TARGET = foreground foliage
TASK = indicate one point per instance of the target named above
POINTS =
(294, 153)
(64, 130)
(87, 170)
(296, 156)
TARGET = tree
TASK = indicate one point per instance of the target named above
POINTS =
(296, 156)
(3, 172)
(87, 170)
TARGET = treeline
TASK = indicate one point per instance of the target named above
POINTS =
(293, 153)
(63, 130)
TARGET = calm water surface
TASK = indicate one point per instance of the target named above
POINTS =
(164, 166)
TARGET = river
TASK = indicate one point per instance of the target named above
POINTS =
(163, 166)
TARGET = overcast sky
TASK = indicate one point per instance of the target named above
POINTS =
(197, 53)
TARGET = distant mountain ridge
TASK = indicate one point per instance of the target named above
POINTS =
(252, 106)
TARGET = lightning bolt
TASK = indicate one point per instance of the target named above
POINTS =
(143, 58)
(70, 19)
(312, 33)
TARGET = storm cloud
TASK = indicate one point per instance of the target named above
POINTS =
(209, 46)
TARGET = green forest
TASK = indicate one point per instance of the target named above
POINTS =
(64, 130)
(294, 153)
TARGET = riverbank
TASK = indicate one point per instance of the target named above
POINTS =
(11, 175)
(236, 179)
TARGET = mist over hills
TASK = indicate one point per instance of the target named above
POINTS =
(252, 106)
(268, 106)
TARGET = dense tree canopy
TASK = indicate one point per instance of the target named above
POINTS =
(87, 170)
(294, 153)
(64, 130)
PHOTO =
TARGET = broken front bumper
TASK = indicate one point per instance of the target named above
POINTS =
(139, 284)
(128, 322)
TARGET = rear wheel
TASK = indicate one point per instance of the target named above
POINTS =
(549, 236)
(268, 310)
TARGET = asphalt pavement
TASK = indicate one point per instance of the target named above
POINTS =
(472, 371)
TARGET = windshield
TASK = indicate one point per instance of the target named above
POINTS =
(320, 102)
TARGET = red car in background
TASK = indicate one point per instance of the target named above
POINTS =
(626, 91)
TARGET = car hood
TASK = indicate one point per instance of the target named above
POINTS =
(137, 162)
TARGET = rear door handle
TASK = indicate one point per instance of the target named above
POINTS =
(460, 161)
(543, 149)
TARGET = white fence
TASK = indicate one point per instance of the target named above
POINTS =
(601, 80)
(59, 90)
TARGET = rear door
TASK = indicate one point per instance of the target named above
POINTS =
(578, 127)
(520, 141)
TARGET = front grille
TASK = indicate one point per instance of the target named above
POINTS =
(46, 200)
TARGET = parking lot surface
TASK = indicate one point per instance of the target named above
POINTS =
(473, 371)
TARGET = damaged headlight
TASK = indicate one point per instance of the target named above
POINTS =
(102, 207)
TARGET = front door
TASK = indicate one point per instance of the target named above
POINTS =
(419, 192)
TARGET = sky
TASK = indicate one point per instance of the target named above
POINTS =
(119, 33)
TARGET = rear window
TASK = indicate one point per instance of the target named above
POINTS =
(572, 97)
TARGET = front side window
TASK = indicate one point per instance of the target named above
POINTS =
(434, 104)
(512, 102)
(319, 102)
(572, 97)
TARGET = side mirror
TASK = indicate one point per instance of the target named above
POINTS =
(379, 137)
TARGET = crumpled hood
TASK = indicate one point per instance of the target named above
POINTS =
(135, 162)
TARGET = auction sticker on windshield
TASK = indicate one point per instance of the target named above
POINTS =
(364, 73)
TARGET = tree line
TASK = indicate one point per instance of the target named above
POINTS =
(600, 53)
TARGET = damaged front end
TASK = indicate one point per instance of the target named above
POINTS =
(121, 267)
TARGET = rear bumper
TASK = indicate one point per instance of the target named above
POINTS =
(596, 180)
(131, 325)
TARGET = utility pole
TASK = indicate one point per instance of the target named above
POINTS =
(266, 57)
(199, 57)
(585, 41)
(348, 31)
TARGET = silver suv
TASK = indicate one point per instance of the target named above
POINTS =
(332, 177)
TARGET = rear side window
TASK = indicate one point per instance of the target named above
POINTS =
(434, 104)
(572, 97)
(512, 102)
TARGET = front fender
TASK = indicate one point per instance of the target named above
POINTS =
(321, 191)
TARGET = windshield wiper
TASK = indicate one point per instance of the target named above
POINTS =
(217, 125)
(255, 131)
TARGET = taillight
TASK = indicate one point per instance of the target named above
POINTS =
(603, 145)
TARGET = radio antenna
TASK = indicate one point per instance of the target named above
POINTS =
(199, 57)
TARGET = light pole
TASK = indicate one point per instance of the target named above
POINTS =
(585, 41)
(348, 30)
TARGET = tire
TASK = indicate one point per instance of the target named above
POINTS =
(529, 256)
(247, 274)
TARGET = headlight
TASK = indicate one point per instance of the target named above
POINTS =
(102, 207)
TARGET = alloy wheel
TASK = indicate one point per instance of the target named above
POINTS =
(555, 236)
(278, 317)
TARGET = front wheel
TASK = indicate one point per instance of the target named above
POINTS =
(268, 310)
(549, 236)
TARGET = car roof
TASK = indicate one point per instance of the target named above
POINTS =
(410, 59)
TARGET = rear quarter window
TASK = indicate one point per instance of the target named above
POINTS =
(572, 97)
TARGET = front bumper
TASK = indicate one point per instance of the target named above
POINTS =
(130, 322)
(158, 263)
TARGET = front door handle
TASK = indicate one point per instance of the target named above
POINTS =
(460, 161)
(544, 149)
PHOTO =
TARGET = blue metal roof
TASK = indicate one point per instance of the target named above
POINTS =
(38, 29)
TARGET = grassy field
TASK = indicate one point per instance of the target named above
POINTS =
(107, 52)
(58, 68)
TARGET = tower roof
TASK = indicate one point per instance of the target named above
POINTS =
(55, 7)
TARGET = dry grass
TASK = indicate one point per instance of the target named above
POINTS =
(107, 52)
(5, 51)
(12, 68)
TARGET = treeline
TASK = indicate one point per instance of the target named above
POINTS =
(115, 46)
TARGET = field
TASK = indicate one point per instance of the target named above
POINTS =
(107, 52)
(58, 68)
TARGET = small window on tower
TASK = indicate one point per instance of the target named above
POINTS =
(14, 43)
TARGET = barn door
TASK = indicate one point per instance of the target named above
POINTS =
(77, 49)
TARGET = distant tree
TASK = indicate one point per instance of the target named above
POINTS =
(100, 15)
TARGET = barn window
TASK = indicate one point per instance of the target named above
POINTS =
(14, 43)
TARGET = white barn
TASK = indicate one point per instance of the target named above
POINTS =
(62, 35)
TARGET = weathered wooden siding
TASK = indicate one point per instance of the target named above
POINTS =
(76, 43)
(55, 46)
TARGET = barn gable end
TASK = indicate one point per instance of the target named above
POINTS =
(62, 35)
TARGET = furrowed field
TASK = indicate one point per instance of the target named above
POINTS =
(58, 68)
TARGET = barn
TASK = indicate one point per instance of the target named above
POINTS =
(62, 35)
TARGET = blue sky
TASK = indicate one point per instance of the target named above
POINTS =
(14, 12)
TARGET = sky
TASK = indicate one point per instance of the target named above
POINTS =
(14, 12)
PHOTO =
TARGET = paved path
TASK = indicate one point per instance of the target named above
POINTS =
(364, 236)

::::::::::

**TASK DESCRIPTION**
Reproduce all of the data above line for line, without changing a single character.

**RESPONSE**
TARGET = foreground foliage
TASK = indicate one point per instance of the target named above
POINTS =
(294, 153)
(64, 130)
(87, 170)
(296, 156)
TARGET = tree
TASK = indicate one point per instance of the target named above
POINTS =
(296, 156)
(3, 172)
(87, 170)
TARGET = treeline
TASK = indicate one point per instance of the target named above
POINTS =
(293, 153)
(63, 130)
TARGET = calm water surface
TASK = indicate one point per instance of the target named above
POINTS =
(164, 166)
TARGET = river
TASK = indicate one point per instance of the target named above
POINTS =
(163, 166)
TARGET = overcast sky
TASK = indicate one point per instance of the target named above
POINTS =
(197, 53)
TARGET = distant mountain ridge
TASK = indicate one point per instance of the target named above
POINTS =
(252, 106)
TARGET = lightning bolt
TASK = indicate one point per instance of the target named above
POINTS =
(143, 58)
(70, 19)
(312, 33)
TARGET = storm cloud
TASK = indicate one point per instance of the target named above
POINTS =
(209, 46)
TARGET = green forest
TASK = indicate one point per instance of the target named above
POINTS =
(64, 130)
(294, 153)
TARGET = riverbank
TASK = indicate one point per instance of the target named above
POINTS =
(11, 175)
(236, 179)
TARGET = mist over hills
TASK = indicate one point per instance of the target named above
POINTS =
(252, 106)
(268, 106)
TARGET = dense tree canopy
TASK = indicate one point per instance of the target named above
POINTS =
(87, 170)
(294, 153)
(64, 130)
PHOTO =
TARGET = broken front bumper
TASK = indicate one point per instance of the target named above
POINTS =
(139, 284)
(128, 322)
TARGET = rear wheel
TASK = indicate one point per instance of the target named above
POINTS =
(549, 236)
(268, 310)
TARGET = asphalt pavement
TASK = indicate one point per instance of the target named above
POINTS =
(472, 371)
TARGET = windshield
TASK = indicate one point per instance of the target named above
POINTS =
(320, 102)
TARGET = red car in background
TASK = indicate one point per instance of the target named above
POINTS =
(626, 91)
TARGET = car hood
TASK = indicate one point per instance of the target named above
POINTS =
(137, 162)
TARGET = rear door handle
TASK = indicate one point per instance of the target named above
POINTS =
(460, 161)
(543, 149)
TARGET = white fence
TASK = indicate one point per instance of the target named above
POINTS =
(601, 80)
(59, 90)
TARGET = rear door
TASK = indicate one point per instance of the target named above
POINTS =
(578, 127)
(520, 141)
TARGET = front grille
TASK = indicate one point per instance of the target named above
POINTS =
(46, 200)
TARGET = parking lot surface
TASK = indicate one point per instance of the target named above
POINTS =
(473, 371)
TARGET = damaged headlight
TASK = indicate one point per instance of the target named above
POINTS =
(102, 207)
TARGET = front door
TASK = indicate one point per instance of the target named above
POINTS =
(419, 192)
TARGET = sky
TASK = indicate one point per instance of the target named above
POINTS =
(119, 33)
TARGET = rear window
TASK = indicate one point per instance of the target named above
POINTS =
(572, 97)
TARGET = front side window
TASK = indicate one point per instance of the target named above
POINTS =
(434, 104)
(512, 102)
(319, 102)
(572, 97)
TARGET = side mirror
TASK = indicate one point per instance of the target named above
POINTS =
(379, 137)
TARGET = crumpled hood
TASK = indicate one point per instance of the target named above
POINTS =
(135, 162)
TARGET = auction sticker on windshield
TASK = indicate one point per instance of the target named above
POINTS =
(364, 73)
TARGET = tree line
TASK = indicate one point per instance of the target named above
POINTS =
(600, 53)
TARGET = damaged front end
TASK = indicate one point per instance of the target named above
POINTS =
(121, 267)
TARGET = rear bumper
TASK = indicate one point per instance of the target named above
POINTS =
(596, 180)
(131, 325)
TARGET = utility pole
TASK = indicate one point per instance of the target named above
POINTS =
(266, 57)
(199, 57)
(585, 41)
(348, 31)
TARGET = silver suv
TASK = indicate one point per instance of the target named above
POINTS =
(332, 177)
TARGET = rear side window
TASK = indicate one point per instance of the target named above
POINTS =
(434, 104)
(572, 97)
(512, 102)
TARGET = front fender
TASK = indicate one point per instance of the target named above
POINTS =
(321, 191)
TARGET = windshield wiper
TASK = indicate one point per instance of the target named above
POINTS =
(217, 125)
(255, 131)
TARGET = taillight
TASK = indicate one point per instance of the target named above
POINTS =
(603, 145)
TARGET = radio antenna
TASK = indicate one point per instance of the target named above
POINTS =
(199, 57)
TARGET = light pole
TASK = indicate one point per instance of the target named above
POINTS =
(585, 41)
(348, 30)
TARGET = tire
TASK = indicate one point per instance of the target named above
POINTS =
(529, 256)
(247, 274)
TARGET = headlight
TASK = indicate one point per instance of the target named above
POINTS =
(102, 207)
TARGET = alloy wheel
TASK = indicate one point per instance of the target named above
POINTS =
(555, 236)
(278, 317)
TARGET = front wheel
TASK = indicate one point per instance of the target named above
POINTS =
(268, 310)
(549, 236)
TARGET = car roof
TASK = indicate one point per instance of the target named above
POINTS =
(410, 59)
TARGET = rear quarter window
TASK = indicate one point per instance of the target named above
POINTS =
(572, 97)
TARGET = front bumper
TASK = indicate one point per instance of the target named above
POINTS =
(130, 322)
(158, 263)
TARGET = front door handle
TASK = indicate one point per instance of the target named above
POINTS =
(460, 161)
(544, 149)
PHOTO =
TARGET = blue metal roof
TASK = indicate one point per instance of the target named above
POINTS =
(38, 29)
TARGET = grassy field
TASK = indicate one point per instance of the target named above
POINTS =
(107, 52)
(58, 68)
TARGET = tower roof
TASK = indicate one point per instance of the target named above
POINTS =
(55, 7)
TARGET = dry grass
TASK = indicate one point per instance of the target named above
POINTS =
(107, 52)
(5, 51)
(12, 68)
TARGET = treeline
TASK = indicate one point per instance of the target named above
POINTS =
(115, 46)
TARGET = field
TASK = indicate one point per instance of the target named above
POINTS =
(107, 52)
(58, 68)
TARGET = small window on tower
TASK = indicate one point per instance of the target named above
POINTS =
(14, 43)
TARGET = barn door
TASK = indicate one point per instance of the target named above
POINTS =
(77, 49)
TARGET = distant tree
TASK = indicate one point per instance of the target named above
POINTS =
(100, 15)
TARGET = barn window
TASK = indicate one point per instance of the target named above
POINTS =
(14, 43)
TARGET = white barn
TASK = indicate one point per instance of the target named above
POINTS =
(62, 35)
TARGET = weathered wooden siding
TASK = indicate one point per instance of the target named above
POINTS =
(76, 43)
(55, 46)
TARGET = barn gable end
TASK = indicate one point per instance of the target named above
POINTS =
(62, 35)
TARGET = furrowed field
TASK = indicate one point per instance of the target named above
POINTS =
(58, 68)
TARGET = barn
TASK = indicate one point per instance of the target named above
POINTS =
(62, 35)
TARGET = blue sky
TASK = indicate one point per instance of the target named above
POINTS =
(14, 12)
TARGET = sky
TASK = indicate one point per instance of the target named above
POINTS =
(14, 12)
PHOTO =
TARGET = paved path
TASK = indicate one point per instance of the target named above
POINTS =
(364, 236)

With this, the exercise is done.